- Data listing
· · ·

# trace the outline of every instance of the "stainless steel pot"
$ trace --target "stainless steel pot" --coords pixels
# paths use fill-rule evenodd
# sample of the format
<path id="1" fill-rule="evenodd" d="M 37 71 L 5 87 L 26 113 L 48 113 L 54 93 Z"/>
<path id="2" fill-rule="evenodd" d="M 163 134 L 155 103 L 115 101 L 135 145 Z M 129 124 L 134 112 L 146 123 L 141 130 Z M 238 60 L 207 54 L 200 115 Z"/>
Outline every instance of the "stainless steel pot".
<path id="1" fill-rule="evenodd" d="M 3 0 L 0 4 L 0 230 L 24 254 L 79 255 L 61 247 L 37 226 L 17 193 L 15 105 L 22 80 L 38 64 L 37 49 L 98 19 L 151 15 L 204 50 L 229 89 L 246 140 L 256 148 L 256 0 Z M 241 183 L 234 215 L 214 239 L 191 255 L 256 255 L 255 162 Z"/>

· · ·

- Task brief
Format every one of the records above as a numbered list and leave out any blank lines.

- Correct output
1. # trace the outline of every instance of the "stainless steel pot"
2. $ trace --target "stainless steel pot" --coords pixels
3. # paths use fill-rule evenodd
4. # sample of the format
5. <path id="1" fill-rule="evenodd" d="M 37 71 L 5 87 L 26 113 L 48 113 L 54 93 Z"/>
6. <path id="2" fill-rule="evenodd" d="M 163 134 L 155 103 L 115 101 L 135 145 Z M 129 124 L 134 112 L 146 123 L 141 130 Z M 238 60 L 207 54 L 200 115 Z"/>
7. Outline every instance of the "stainless steel pot".
8. <path id="1" fill-rule="evenodd" d="M 3 0 L 0 4 L 0 230 L 24 254 L 79 255 L 61 247 L 37 226 L 17 193 L 15 105 L 22 80 L 38 64 L 37 49 L 98 19 L 151 15 L 204 50 L 229 89 L 246 140 L 256 148 L 256 0 Z M 241 183 L 234 215 L 214 239 L 191 255 L 256 255 L 255 162 Z"/>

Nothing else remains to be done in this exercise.